Your instructions:
The entries that follow must be given again exactly, with no pictures kept.

Exercise materials:
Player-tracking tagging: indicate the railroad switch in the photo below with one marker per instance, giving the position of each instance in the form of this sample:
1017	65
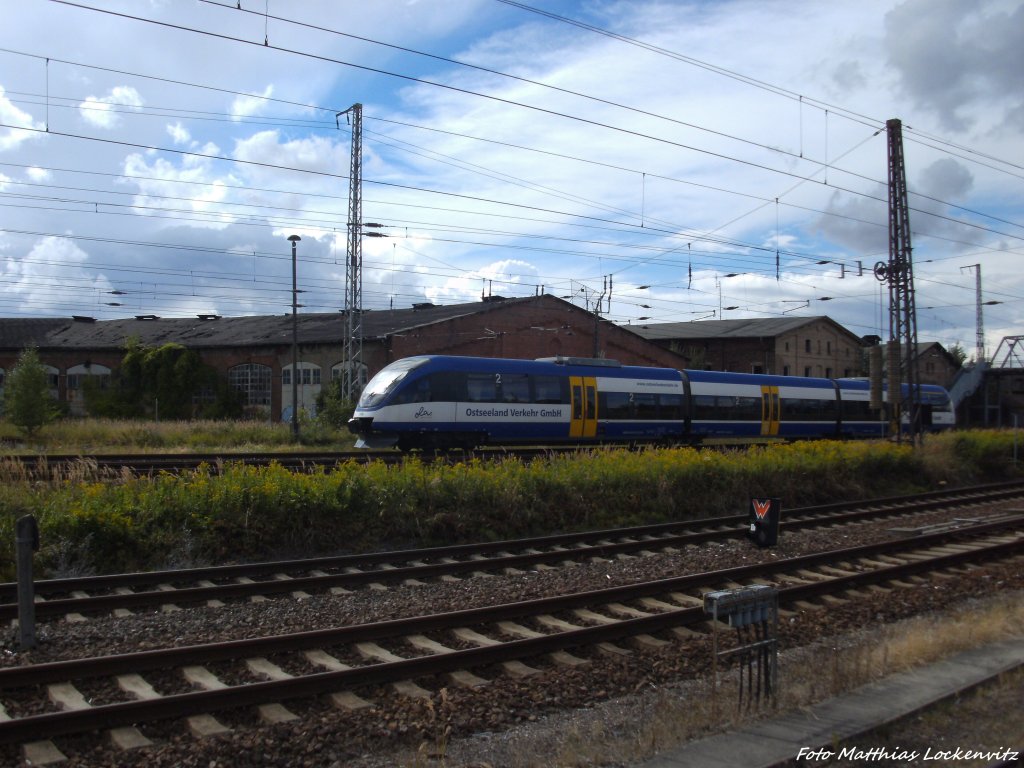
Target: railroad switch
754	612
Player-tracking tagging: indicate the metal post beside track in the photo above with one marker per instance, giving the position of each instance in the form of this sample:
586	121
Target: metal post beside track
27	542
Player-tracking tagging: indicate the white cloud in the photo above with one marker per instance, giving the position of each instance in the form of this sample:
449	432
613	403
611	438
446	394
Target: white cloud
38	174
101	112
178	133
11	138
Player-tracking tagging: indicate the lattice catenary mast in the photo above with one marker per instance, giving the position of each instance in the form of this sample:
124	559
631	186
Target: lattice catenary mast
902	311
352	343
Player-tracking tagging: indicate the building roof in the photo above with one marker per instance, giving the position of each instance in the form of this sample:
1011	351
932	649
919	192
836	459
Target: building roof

Solution:
Player-tracking tagging: indicate the railroad switch in the photo below with one marker per instance, giving the position of each instance in the form of this sample:
1017	65
Target: railroad switch
754	612
Player-tracking tagging: indicate the metal post beside track in the photo above with one marker per instance, giving the position of each instance in the form of this sample:
586	121
Target: metal post beside track
27	542
Player-tracking tagging: indicate the white cloud in the photo above with one marker per instance, giving the position of each instance in the form of this sample:
449	432
613	403
611	438
446	394
Target: white cloud
38	174
101	112
178	133
11	138
Player-tracking tagging: indicate the lattice catenary mast in the photo above with one marker per instance, giving the position of each instance in the form of this sample:
124	559
631	186
Target: lattice catenary mast
902	311
352	343
Player-tracking tagging: indicate the building roof in the photo above with one marker per instance, giving the position of each instance in the form of this sample:
1011	351
932	649
919	192
836	459
Target: building roof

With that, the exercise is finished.